[Work instructions]
1) From the baseball blog post, extract word for word the passage that opens with the words containing "Saturday, November 23, 2002" and closes with "4.11 .283 (NY only)".
2) Write what comes next in the baseball blog post on the corrected Yankee pitching figures, starting after its final line.
┌─ Source document
Welcome to my web log, published via Blogger Pro. Below are some links to recent baseball-related articles I found of interest, with my own two cents thrown in. Feel free to chime in via the comments link at the bottom of each post (powered by YACCS), or use my Contact page, or my email address, jay@futilityinfielder.com.

Here are the weekly archives of this blog, assuming Blogger hasn't screwed up again. If an archive appears to be missing, you can try hunting for it via the subdirectory. Please note that because of repeated difficulties I've had with Blogger, I no longer recommend their service and will be taking steps to switch to a new one in the near future.

Saturday, November 23, 2002

Nice Move, DIPShit

I went back to playing around with the pitching spreadsheet I used to calculate my DIPS numbers referred to in the article below, and discovered that I made an error in calculating the Yankee park factor. Basically, I transposed two digits for the Yankee home at-bat total, which should have been 2907 instead of 2097. Needless to say, those missing 810 ABs change things a bit. In this case they take the Yankee Stadium Park HR Factor from 1.054 to 0.968, and slightly lower the Yankee starters' DIPS ERAs by a few points. So I'll rerun that last chart:
             ERA   dERA   BABIP
Pettitte 3.27 3.28 .317
Clemens 4.35 3.34 .316
Mussina 4.05 3.73 .290
Hitchcock 5.49 3.81 .373
Wells 3.75 3.87 .284
Hernandez 3.64 3.91 .264
Weaver 4.04 4.11 .283 (NY only)
└─
┌─ Data
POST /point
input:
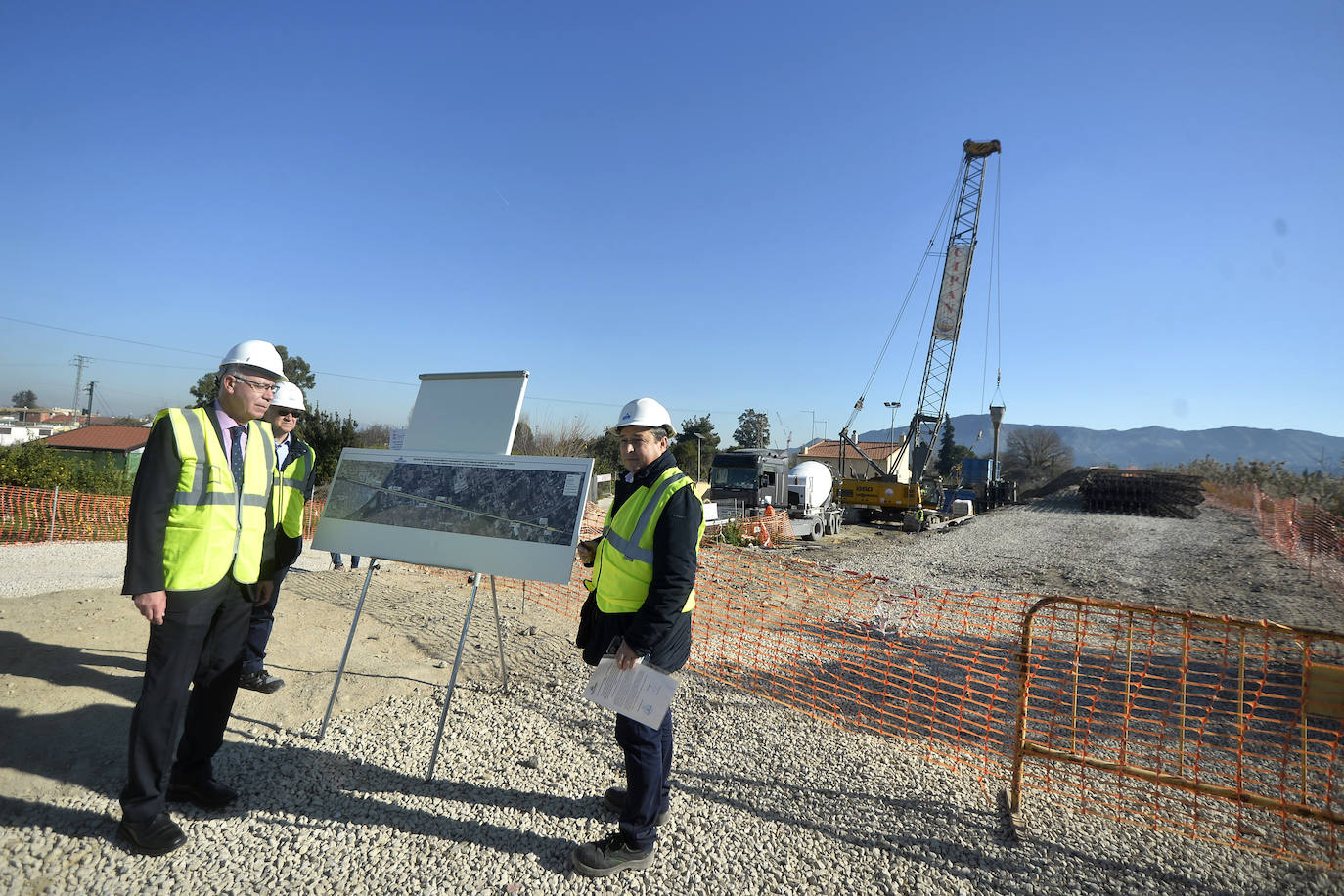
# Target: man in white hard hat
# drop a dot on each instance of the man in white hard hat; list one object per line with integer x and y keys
{"x": 297, "y": 465}
{"x": 200, "y": 557}
{"x": 640, "y": 601}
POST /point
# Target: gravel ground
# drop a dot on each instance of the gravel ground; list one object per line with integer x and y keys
{"x": 766, "y": 801}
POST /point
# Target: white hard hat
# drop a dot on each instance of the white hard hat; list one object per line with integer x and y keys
{"x": 288, "y": 395}
{"x": 646, "y": 411}
{"x": 257, "y": 353}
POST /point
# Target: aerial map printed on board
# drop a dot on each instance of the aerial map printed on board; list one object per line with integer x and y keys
{"x": 502, "y": 515}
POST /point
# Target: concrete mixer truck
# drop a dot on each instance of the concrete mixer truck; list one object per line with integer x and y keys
{"x": 746, "y": 481}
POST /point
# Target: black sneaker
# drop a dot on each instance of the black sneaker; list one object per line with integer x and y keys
{"x": 614, "y": 799}
{"x": 262, "y": 681}
{"x": 609, "y": 856}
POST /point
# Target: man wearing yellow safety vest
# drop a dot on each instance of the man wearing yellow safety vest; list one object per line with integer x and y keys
{"x": 639, "y": 607}
{"x": 295, "y": 463}
{"x": 200, "y": 557}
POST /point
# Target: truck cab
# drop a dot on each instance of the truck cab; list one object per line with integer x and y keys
{"x": 742, "y": 482}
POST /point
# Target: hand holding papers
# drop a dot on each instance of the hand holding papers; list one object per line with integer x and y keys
{"x": 642, "y": 694}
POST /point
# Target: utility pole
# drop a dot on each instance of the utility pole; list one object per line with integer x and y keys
{"x": 78, "y": 360}
{"x": 89, "y": 410}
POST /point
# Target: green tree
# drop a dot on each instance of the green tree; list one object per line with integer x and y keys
{"x": 949, "y": 453}
{"x": 1035, "y": 456}
{"x": 754, "y": 430}
{"x": 695, "y": 454}
{"x": 297, "y": 371}
{"x": 330, "y": 434}
{"x": 568, "y": 439}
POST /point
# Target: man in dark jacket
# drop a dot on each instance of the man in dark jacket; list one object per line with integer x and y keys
{"x": 295, "y": 464}
{"x": 639, "y": 607}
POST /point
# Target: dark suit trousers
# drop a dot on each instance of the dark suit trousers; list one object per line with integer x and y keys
{"x": 200, "y": 644}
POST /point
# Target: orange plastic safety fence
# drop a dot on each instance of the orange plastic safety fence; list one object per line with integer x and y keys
{"x": 1304, "y": 532}
{"x": 1218, "y": 729}
{"x": 941, "y": 669}
{"x": 46, "y": 515}
{"x": 1124, "y": 708}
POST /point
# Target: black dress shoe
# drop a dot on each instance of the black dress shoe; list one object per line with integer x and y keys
{"x": 261, "y": 681}
{"x": 155, "y": 837}
{"x": 207, "y": 794}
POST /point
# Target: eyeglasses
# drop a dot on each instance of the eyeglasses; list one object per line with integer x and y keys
{"x": 269, "y": 388}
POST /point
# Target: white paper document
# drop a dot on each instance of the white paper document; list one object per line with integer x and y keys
{"x": 643, "y": 694}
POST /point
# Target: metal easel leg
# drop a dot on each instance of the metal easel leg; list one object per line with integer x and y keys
{"x": 349, "y": 640}
{"x": 499, "y": 636}
{"x": 452, "y": 681}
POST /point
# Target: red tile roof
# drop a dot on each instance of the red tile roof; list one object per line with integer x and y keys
{"x": 107, "y": 438}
└─
[Responses per task]
1)
Saturday, November 23, 2002

Nice Move, DIPShit

I went back to playing around with the pitching spreadsheet I used to calculate my DIPS numbers referred to in the article below, and discovered that I made an error in calculating the Yankee park factor. Basically, I transposed two digits for the Yankee home at-bat total, which should have been 2907 instead of 2097. Needless to say, those missing 810 ABs change things a bit. In this case they take the Yankee Stadium Park HR Factor from 1.054 to 0.968, and slightly lower the Yankee starters' DIPS ERAs by a few points. So I'll rerun that last chart:
             ERA   dERA   BABIP
Pettitte 3.27 3.28 .317
Clemens 4.35 3.34 .316
Mussina 4.05 3.73 .290
Hitchcock 5.49 3.81 .373
Wells 3.75 3.87 .284
Hernandez 3.64 3.91 .264
Weaver 4.04 4.11 .283 (NY only)

2)
Weaver 3.52 3.81 .280 (TOT)
Yankees 3.87 3.71 .293
League 4.46 4.46 .290
The change is most apparent in the more homer-prone Yankee pitchers; Mussina, Weaver, and Hernandez all lower their dERA by more than a tenth of a run. And the team's dERA goes down to 3.71, compared to their 3.87 ERA, showing a bit more clearly how the below-average Yankee defense against balls in play cost the team a few runs here and there. Also note that I calculated full-season dERA for Weaver because I finally got around to calculating the Comerica Park HR Factor.

These new figures don't alter any of the other observations I made, but I might as well add a few other notes about the process, while I'm revisiting the calculations:

1. Team stats for the Yanks were taken from ESPN.com. League stats were taken from ESPN.com and MLB.com, with the latter figures used in case of any discrepancy.

2. I used actual Batters Faced Pitching numbers from those sources, rather than estimating as Voros McCracken does in his
step-by-step instructions.

3. When I calculated the Yankee team DIPS, I adjusted for lefties by multiplying the LH correction factor by the percentage of innings pitched by Yank southpaws. This wasn't explicit in Voros' instructions, but it seems like the correct approach.

4. When I calculated the "League" DIPS for that chart, I DID NOT make any adjustment for lefthanded pitchers or knuckleballers, or for park factors (which would probably end up being close to 1, but not exactly so, depending upon the AL/NL balance of homers in interleague games) Thus, that number is probably off by a few points.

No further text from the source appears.